═════ Extracted records

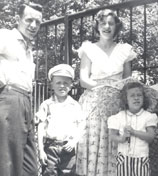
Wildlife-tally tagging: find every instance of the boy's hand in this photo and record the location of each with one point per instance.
(129, 129)
(43, 158)
(124, 137)
(69, 146)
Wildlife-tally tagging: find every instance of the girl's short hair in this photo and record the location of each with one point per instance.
(104, 13)
(130, 85)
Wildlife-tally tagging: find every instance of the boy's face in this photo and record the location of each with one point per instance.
(135, 99)
(61, 86)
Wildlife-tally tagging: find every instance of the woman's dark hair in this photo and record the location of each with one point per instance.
(104, 13)
(35, 6)
(131, 85)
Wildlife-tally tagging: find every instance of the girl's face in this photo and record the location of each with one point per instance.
(61, 86)
(135, 99)
(107, 27)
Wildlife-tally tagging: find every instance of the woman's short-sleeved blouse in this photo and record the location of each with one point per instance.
(103, 65)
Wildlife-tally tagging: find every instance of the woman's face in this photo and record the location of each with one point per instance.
(107, 27)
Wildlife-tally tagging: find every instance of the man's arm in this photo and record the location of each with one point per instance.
(41, 132)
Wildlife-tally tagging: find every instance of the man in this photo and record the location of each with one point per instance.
(17, 149)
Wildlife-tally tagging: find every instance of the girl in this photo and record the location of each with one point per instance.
(133, 130)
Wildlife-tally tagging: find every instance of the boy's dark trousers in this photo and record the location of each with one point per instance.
(59, 161)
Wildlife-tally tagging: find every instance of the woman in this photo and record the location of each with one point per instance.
(103, 65)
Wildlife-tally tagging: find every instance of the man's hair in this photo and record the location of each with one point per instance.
(35, 6)
(131, 85)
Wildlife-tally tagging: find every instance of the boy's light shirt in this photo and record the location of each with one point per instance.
(62, 120)
(139, 121)
(16, 60)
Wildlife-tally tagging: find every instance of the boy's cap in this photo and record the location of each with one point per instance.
(61, 70)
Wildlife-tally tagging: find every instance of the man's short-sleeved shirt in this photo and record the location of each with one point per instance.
(16, 61)
(62, 119)
(139, 121)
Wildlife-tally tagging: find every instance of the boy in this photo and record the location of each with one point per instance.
(59, 116)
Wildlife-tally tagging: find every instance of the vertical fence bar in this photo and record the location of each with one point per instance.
(145, 44)
(66, 59)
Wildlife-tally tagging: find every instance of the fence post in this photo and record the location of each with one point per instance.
(68, 40)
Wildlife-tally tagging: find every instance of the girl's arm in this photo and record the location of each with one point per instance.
(116, 137)
(85, 70)
(147, 136)
(127, 71)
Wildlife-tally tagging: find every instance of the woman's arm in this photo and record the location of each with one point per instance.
(127, 70)
(116, 137)
(85, 70)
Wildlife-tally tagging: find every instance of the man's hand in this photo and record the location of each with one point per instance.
(43, 158)
(69, 146)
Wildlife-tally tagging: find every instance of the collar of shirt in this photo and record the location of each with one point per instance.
(136, 114)
(20, 38)
(54, 100)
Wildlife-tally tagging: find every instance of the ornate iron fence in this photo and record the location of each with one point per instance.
(59, 39)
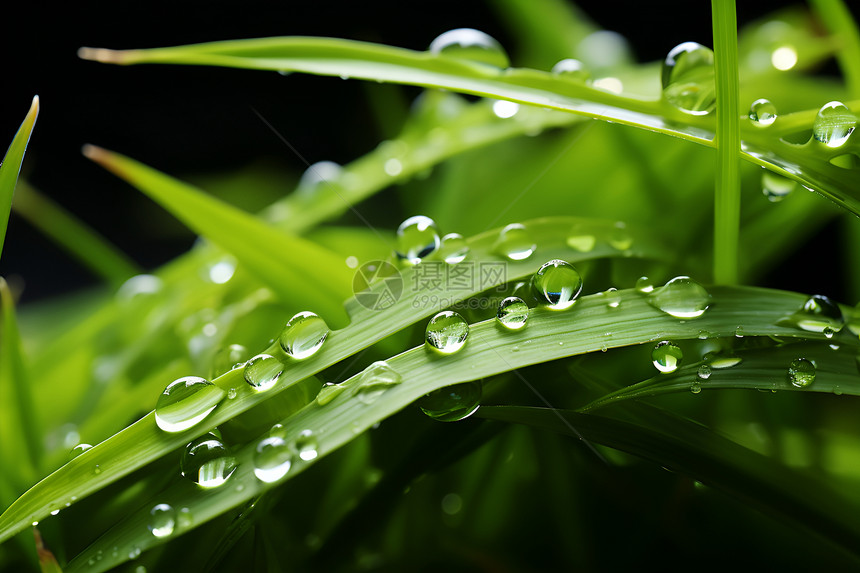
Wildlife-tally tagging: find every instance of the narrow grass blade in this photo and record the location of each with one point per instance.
(141, 443)
(706, 456)
(20, 422)
(74, 236)
(809, 164)
(11, 166)
(294, 268)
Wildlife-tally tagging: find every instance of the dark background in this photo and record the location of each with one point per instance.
(187, 120)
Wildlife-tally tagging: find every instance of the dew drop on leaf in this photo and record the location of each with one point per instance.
(446, 332)
(303, 335)
(185, 402)
(688, 78)
(557, 283)
(472, 45)
(452, 403)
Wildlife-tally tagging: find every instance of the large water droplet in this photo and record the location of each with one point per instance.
(557, 284)
(307, 446)
(263, 371)
(417, 237)
(762, 113)
(512, 313)
(454, 248)
(801, 372)
(185, 402)
(571, 69)
(681, 297)
(207, 462)
(319, 175)
(515, 243)
(303, 335)
(375, 380)
(834, 124)
(227, 359)
(272, 459)
(78, 450)
(453, 403)
(472, 45)
(819, 314)
(776, 187)
(162, 519)
(688, 78)
(666, 356)
(447, 332)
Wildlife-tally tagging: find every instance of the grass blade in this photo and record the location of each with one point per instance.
(74, 236)
(696, 451)
(294, 268)
(11, 166)
(808, 164)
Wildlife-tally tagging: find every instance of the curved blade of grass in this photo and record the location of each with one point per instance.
(11, 166)
(19, 424)
(763, 369)
(694, 450)
(590, 325)
(74, 236)
(292, 267)
(361, 60)
(142, 442)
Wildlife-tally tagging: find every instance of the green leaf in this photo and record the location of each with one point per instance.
(294, 268)
(74, 236)
(704, 455)
(808, 164)
(11, 166)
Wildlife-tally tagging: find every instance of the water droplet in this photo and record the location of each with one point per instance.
(417, 237)
(207, 462)
(303, 335)
(185, 402)
(504, 109)
(162, 519)
(762, 113)
(452, 403)
(228, 358)
(78, 450)
(819, 313)
(375, 380)
(306, 445)
(644, 285)
(571, 69)
(613, 297)
(453, 249)
(557, 284)
(318, 176)
(272, 459)
(666, 356)
(681, 297)
(688, 78)
(801, 372)
(328, 393)
(834, 124)
(472, 45)
(776, 187)
(447, 332)
(512, 313)
(263, 371)
(515, 243)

══════════

* What is needed *
Return all of the rows above word for word, and leave the pictures out of your answer.

* Worked solution *
Wildlife-tally tagging: find every instance of the boy's hand in this photo and record the location of each with one point per instance.
(129, 129)
(43, 158)
(124, 137)
(69, 146)
Wildlife-tally tagging: find every instance of the girl's short hair in this photo and record the location of each with one point per instance.
(104, 13)
(130, 85)
Wildlife-tally tagging: find every instance of the boy's face in this photo and record the location of each with one point per instance.
(135, 99)
(61, 86)
Wildlife-tally tagging: find every instance of the woman's dark hair in this photo and record the location of each with one point per instance.
(104, 13)
(35, 6)
(131, 85)
Wildlife-tally tagging: find every instance of the girl's face in this photo and record the location of each with one point per instance.
(61, 86)
(135, 99)
(107, 27)
Wildlife-tally tagging: find every instance of the woman's short-sleeved blouse in this photo and record the location of each with one point per instance.
(103, 65)
Wildlife-tally tagging: find every instance of the woman's face in this photo and record the location of each with one point per instance.
(107, 27)
Wildlife-tally tagging: find every instance of the man's arm in this photo and record the location of each with one point per instance.
(41, 132)
Wildlife-tally tagging: find every instance of the man in this photo and record the location of each with one point per instance.
(17, 149)
Wildlife-tally tagging: find every instance of the girl in this photo and record the location of each with one point per instance.
(133, 130)
Wildlife-tally tagging: find every instance of the boy's dark trousers in this photo and record the location of each with one point per instance.
(59, 161)
Wildlife-tally tagging: find every instance of the woman in this photo and record the location of each with one point per instance.
(103, 65)
Wildlife-tally tagging: find every instance of the man's hair in this photo and record the location of each with one point per instance.
(35, 6)
(131, 85)
Wildlife-tally tagging: find every instance of the boy's light shirt in this photo and record the location of each with one point per instance.
(62, 120)
(139, 121)
(16, 60)
Wildlife-tally tagging: find every instance of the boy's cap in this photo and record the location of each with one point per instance.
(61, 70)
Wildlife-tally tagging: find every instance of the man's short-sleeved shirt in this photo and record the location of each with one point per instance.
(16, 61)
(62, 119)
(139, 121)
Wildlife-tally tagging: find every instance of the boy in this photo and record the location of each with one point per instance.
(59, 116)
Wildlife-tally tagging: find every instance of the vertical fence bar in this photo and record the location of each with one point per instance.
(145, 44)
(66, 59)
Wildlife-tally tagging: find every instance of the fence post in this photo and record the location of each with one point per instance.
(68, 40)
Wildlife-tally tagging: find every instance of the girl's arm in this photo and record the location of each with one point per instance.
(116, 137)
(85, 70)
(147, 136)
(127, 71)
Wildlife-tally tagging: find every instance of the woman's arm in this photo and record the location of each with one point per instance.
(127, 70)
(116, 137)
(85, 70)
Wildlife-tally tagging: find every instance of the man's hand in this photo and record the location of each with one point per instance.
(43, 158)
(69, 146)
Wildlife-tally tagging: find every instance of the collar of shirt in this photo and record the location of each with one point per instance.
(136, 114)
(20, 38)
(54, 100)
Wildlife-tally tagging: find every instance of the ornate iron fence in this photo and record the location of each with one point per instance.
(59, 39)
Wildlife-tally tagging: find every instance of the narrow grass blade in this photo and record the location of each with one point per instance.
(141, 443)
(706, 456)
(20, 422)
(74, 236)
(809, 164)
(11, 166)
(294, 268)
Wildlife-tally tagging: find every instance of the dark background in this photo and record the location of each with one point per instance.
(187, 120)
Wildlife-tally tagging: find every instance of the dew drop on leaf in this photo and record the location of each with one point per instance.
(446, 332)
(303, 335)
(185, 402)
(688, 78)
(557, 283)
(472, 45)
(452, 403)
Wildlife-tally tagging: find every instance of the large water droplet in this photo and record the location of each with one point per instance.
(557, 284)
(307, 446)
(263, 371)
(417, 237)
(762, 113)
(512, 313)
(454, 248)
(801, 372)
(185, 402)
(571, 69)
(681, 297)
(207, 462)
(319, 175)
(515, 243)
(303, 335)
(375, 380)
(834, 124)
(227, 359)
(272, 459)
(78, 450)
(453, 403)
(472, 45)
(819, 314)
(776, 187)
(162, 519)
(688, 78)
(666, 356)
(447, 332)
Wildlife-tally tagging: find every instance of the grass blade in this photo and record the location of each with one point per instance.
(74, 236)
(696, 451)
(294, 268)
(11, 166)
(808, 164)
Wildlife-tally tagging: find every instance of the curved blade of grass in this photo and record the location of each with one point per instance.
(11, 166)
(19, 424)
(763, 369)
(694, 450)
(590, 325)
(74, 236)
(292, 267)
(361, 60)
(142, 442)
Wildlife-tally tagging: find every instance of the green leaf in this photo and record the location of each with one point per instance.
(294, 268)
(74, 236)
(704, 455)
(808, 164)
(11, 166)
Wildlife-tally tagging: find every instance of the water droplet in this photo and record the location of each with one point per instance.
(417, 237)
(207, 462)
(303, 335)
(185, 402)
(504, 109)
(162, 519)
(762, 113)
(452, 403)
(228, 358)
(78, 450)
(819, 313)
(375, 380)
(306, 445)
(644, 285)
(571, 69)
(613, 297)
(453, 249)
(557, 284)
(318, 176)
(272, 459)
(666, 356)
(681, 297)
(688, 78)
(801, 372)
(328, 393)
(834, 124)
(472, 45)
(776, 187)
(447, 332)
(512, 313)
(263, 371)
(515, 243)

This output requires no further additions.